(Excerpts from segmentation records)
▶

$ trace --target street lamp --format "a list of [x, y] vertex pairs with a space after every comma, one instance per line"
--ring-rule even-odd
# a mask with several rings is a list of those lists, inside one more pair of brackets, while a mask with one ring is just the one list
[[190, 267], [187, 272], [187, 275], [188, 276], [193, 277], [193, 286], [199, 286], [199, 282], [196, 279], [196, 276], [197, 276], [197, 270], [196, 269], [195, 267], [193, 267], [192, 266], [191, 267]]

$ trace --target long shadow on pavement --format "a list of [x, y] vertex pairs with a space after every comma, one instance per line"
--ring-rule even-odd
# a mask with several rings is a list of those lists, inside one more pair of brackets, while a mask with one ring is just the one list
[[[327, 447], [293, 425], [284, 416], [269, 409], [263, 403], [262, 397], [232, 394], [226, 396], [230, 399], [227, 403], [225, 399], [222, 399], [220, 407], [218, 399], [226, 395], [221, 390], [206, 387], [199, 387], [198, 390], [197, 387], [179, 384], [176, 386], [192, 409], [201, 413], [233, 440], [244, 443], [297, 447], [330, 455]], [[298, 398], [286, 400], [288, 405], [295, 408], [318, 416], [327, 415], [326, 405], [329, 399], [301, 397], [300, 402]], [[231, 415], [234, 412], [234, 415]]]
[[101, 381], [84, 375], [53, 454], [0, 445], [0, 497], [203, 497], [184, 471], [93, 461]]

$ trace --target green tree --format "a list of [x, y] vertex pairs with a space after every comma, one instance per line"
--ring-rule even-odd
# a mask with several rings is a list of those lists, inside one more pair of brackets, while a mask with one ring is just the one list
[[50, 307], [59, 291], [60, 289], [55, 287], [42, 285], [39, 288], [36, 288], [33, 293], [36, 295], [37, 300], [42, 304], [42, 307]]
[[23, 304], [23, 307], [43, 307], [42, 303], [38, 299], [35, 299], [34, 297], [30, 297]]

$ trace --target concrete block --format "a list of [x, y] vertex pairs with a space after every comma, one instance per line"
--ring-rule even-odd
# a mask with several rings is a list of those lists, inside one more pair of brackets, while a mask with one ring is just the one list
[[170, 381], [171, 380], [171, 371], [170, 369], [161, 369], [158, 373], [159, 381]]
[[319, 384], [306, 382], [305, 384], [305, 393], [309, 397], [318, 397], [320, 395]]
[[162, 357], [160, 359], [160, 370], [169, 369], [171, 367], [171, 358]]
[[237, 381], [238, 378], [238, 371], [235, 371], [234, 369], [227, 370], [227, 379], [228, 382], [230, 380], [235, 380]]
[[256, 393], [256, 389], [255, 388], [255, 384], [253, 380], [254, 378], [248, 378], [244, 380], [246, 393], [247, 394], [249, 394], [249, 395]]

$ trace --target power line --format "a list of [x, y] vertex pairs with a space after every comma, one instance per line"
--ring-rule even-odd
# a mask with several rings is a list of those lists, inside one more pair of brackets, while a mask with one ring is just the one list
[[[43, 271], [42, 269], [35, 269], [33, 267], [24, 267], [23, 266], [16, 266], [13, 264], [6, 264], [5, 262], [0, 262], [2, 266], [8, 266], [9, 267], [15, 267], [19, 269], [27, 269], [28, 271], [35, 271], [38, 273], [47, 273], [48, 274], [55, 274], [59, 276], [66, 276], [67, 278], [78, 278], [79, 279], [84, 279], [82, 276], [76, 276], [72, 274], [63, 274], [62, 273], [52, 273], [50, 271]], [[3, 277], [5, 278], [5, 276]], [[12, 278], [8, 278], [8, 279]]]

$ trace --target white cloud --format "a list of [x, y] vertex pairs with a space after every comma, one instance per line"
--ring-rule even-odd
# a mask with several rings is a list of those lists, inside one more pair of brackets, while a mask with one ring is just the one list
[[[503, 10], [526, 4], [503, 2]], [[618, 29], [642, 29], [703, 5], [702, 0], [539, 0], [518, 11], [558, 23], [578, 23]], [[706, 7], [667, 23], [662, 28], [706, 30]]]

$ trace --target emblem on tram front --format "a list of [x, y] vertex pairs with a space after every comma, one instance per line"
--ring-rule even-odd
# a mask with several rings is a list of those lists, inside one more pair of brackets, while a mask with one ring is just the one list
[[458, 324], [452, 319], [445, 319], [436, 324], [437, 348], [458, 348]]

◀

Copy out all of the records shown above exactly.

__The result__.
$ trace --target street lamp --format "a list of [x, y] vertex pairs with a space after every comma, one instance per line"
--ring-rule even-odd
# a mask with several rings is a list of those lists, inside one more pair of brackets, while a mask with one ring is just the one list
[[190, 267], [187, 272], [187, 275], [188, 276], [193, 277], [193, 286], [199, 286], [199, 282], [196, 279], [196, 276], [197, 276], [197, 270], [196, 269], [195, 267], [193, 267], [192, 266], [191, 267]]

$ trace --target long shadow on pavement --format "a list of [x, y] vertex pairs with a space after every comma, one instance per line"
--ring-rule even-odd
# a mask with several rings is a list of those lists, inside one more pair of brackets, while a mask with one ring is just the one list
[[[327, 447], [293, 425], [284, 416], [269, 409], [263, 403], [262, 397], [232, 394], [226, 396], [230, 399], [227, 403], [225, 399], [222, 399], [220, 407], [218, 399], [226, 395], [221, 390], [206, 387], [199, 387], [198, 390], [197, 387], [179, 384], [176, 386], [192, 409], [201, 413], [233, 440], [244, 443], [297, 447], [330, 455]], [[298, 398], [286, 400], [288, 405], [295, 408], [318, 416], [327, 415], [326, 405], [329, 399], [301, 397], [300, 402]], [[231, 415], [234, 412], [234, 415]]]
[[101, 381], [84, 375], [53, 454], [0, 445], [0, 497], [203, 497], [184, 471], [93, 461]]

$ trace --target green tree --format "a list of [x, y] vertex pairs with a space after every comma, one instance per line"
--ring-rule even-odd
# a mask with several rings is a list of those lists, inside one more pair of brackets, while a mask with one ring is just the one list
[[50, 307], [59, 291], [60, 289], [55, 287], [42, 285], [39, 288], [36, 288], [33, 293], [36, 295], [37, 300], [42, 304], [42, 307]]
[[23, 304], [23, 307], [43, 307], [42, 303], [38, 299], [35, 299], [34, 297], [30, 297]]

$ trace --target concrete block --format "a list of [x, y] vertex pairs with a space after every comma, one instance per line"
--ring-rule even-odd
# a mask with several rings is a list of those lists, inside one more pair of brackets, while a mask with one ring is just the one list
[[170, 381], [171, 380], [171, 371], [170, 369], [161, 369], [158, 373], [159, 381]]
[[319, 384], [306, 382], [305, 384], [305, 393], [309, 397], [318, 397], [320, 395]]
[[162, 357], [160, 359], [160, 370], [169, 369], [171, 367], [171, 358]]
[[237, 381], [238, 378], [238, 371], [235, 371], [234, 369], [227, 370], [227, 379], [228, 382], [230, 380], [235, 380]]
[[256, 393], [256, 389], [255, 388], [255, 384], [253, 380], [254, 378], [248, 378], [244, 380], [246, 393], [247, 394], [249, 394], [249, 395]]

$ trace --target power line --format "a list of [x, y] vertex pairs with a space after every comma, one instance per line"
--ring-rule even-odd
# a mask with several rings is a list of those lists, inside one more pair of brackets, while a mask with one ring is just the one list
[[[43, 271], [42, 269], [35, 269], [33, 267], [24, 267], [23, 266], [16, 266], [13, 264], [6, 264], [5, 262], [0, 262], [2, 266], [8, 266], [9, 267], [15, 267], [19, 269], [27, 269], [28, 271], [35, 271], [38, 273], [47, 273], [48, 274], [55, 274], [59, 276], [66, 276], [67, 278], [78, 278], [79, 279], [84, 279], [82, 276], [76, 276], [72, 274], [63, 274], [62, 273], [52, 273], [50, 271]], [[3, 277], [5, 278], [5, 276]], [[12, 278], [8, 278], [8, 279]]]

$ trace --target white cloud --format "a list of [x, y] vertex pairs with a space after every comma, one instance per line"
--ring-rule even-odd
# a mask with several rings is a list of those lists, inside one more pair of brackets, while a mask with one ring is just the one list
[[[503, 10], [526, 4], [503, 2]], [[618, 29], [642, 29], [703, 5], [702, 0], [539, 0], [518, 11], [558, 23], [578, 23]], [[706, 7], [667, 23], [662, 28], [706, 30]]]

$ trace --target emblem on tram front --format "a list of [x, y] vertex pairs with a space after every comma, one instance per line"
--ring-rule even-odd
# a mask with several rings is a list of those lists, inside one more pair of brackets, while a mask with one ring is just the one list
[[458, 324], [452, 319], [445, 319], [436, 324], [437, 348], [458, 348]]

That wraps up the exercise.